▸ 과제 내용
아래 항목의 모든 줄을 한 글자도 바꾸지 말고 그대로 출력하세요. 그림은 답에 넣지 마세요.

▸ 제공된 항목
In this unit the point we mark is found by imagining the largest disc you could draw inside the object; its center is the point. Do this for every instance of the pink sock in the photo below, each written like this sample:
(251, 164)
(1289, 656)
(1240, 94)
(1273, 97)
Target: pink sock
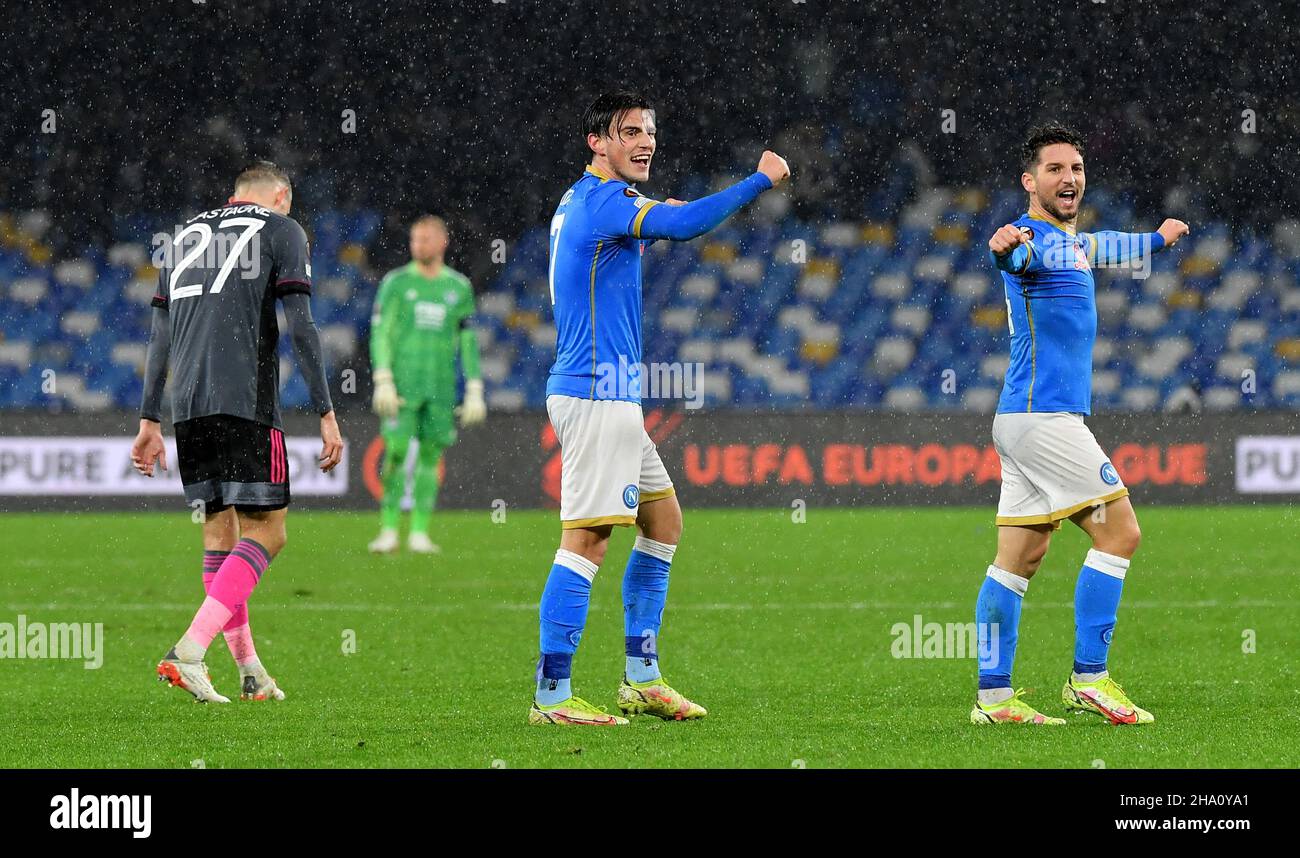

▸ 완성된 과제
In this unit the point we mark is found by imagining the largest disc you could draw inside the object; its center is the point. Do this for every instance of the pink sock in the photo below, each written like this sample:
(251, 164)
(1289, 656)
(1240, 94)
(1273, 97)
Target: pink sock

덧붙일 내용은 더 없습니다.